▶ _YOUR INSTRUCTIONS_
Reproduce word for word everything from the line containing "Q: Point to the beige" down to the line containing "x=483, y=203", including both of those lines, and copy no other lines.

== RECORD SET ==

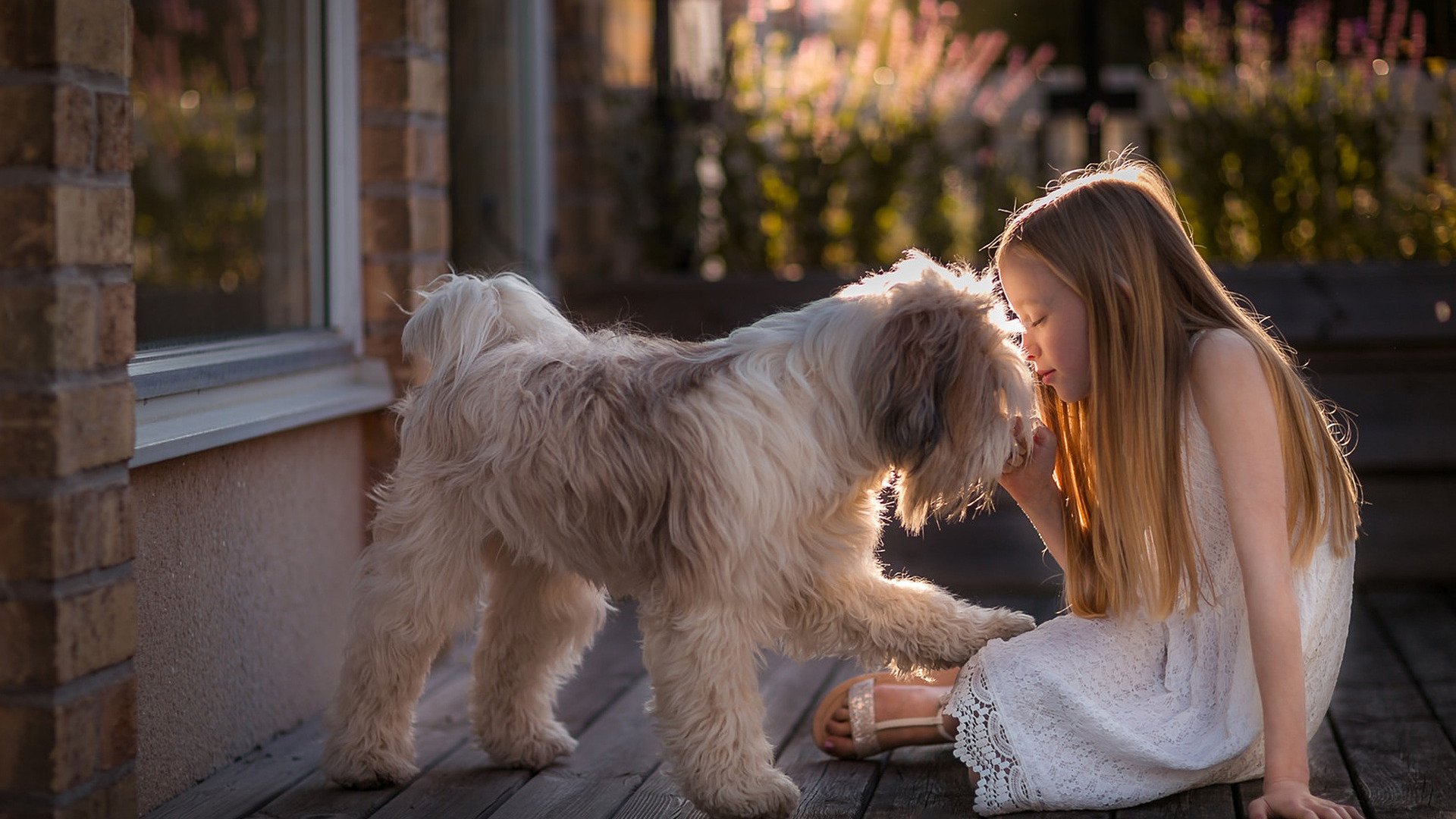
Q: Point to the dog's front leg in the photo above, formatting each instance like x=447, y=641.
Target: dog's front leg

===
== RECORD SET ==

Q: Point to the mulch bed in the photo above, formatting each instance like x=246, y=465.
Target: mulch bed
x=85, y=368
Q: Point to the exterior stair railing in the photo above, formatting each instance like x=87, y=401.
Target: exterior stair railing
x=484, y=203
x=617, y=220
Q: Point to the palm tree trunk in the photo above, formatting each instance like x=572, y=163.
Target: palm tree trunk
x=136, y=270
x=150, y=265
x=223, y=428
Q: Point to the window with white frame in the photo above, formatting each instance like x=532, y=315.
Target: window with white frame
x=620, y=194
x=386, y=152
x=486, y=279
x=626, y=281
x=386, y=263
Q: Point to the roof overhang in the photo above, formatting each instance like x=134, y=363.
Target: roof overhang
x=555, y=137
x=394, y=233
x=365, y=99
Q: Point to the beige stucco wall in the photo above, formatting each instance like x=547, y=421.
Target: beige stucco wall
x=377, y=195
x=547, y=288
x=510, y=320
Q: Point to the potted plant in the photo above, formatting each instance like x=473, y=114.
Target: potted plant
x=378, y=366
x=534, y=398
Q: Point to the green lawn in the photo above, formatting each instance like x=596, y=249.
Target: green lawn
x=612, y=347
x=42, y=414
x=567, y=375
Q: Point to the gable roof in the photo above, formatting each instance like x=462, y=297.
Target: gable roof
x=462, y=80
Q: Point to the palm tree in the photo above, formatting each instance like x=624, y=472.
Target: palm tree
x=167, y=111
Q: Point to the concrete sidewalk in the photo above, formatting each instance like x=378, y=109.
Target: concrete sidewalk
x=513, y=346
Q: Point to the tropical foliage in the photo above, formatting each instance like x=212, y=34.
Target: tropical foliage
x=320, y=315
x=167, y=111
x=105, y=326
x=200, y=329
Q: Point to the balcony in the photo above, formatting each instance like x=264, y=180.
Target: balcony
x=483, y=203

===

▶ _ANSWER FOR THIS EXERCISE_
Q: Point to the beige stucco wall in the photo above, formatting each instance like x=547, y=421.
Target: beige stucco wall
x=377, y=195
x=547, y=288
x=510, y=320
Q: Point to the potted plant in the photo above, formatting each instance like x=473, y=114.
Target: potted plant
x=378, y=366
x=534, y=398
Q: Point to the green lawn in the photo above, formatting each instance like x=596, y=249.
Target: green lawn
x=612, y=347
x=42, y=414
x=567, y=375
Q: Point to the gable roof in the photo above, formatting each instance like x=462, y=297.
Target: gable roof
x=462, y=80
Q: Point to the palm tree in the photo above, formatting each instance like x=624, y=472.
Target: palm tree
x=167, y=111
Q: Point to the concrete sidewalk in the photo above, formatting each instance like x=378, y=109.
Target: concrete sidewalk
x=513, y=346
Q: Point to the tropical foliage in the photo above, formatting each instance like x=212, y=34.
Target: tropical foliage
x=320, y=315
x=167, y=111
x=105, y=326
x=200, y=329
Q: Point to the balcony in the photo above, formatting each instance like x=264, y=180.
Target: balcony
x=483, y=203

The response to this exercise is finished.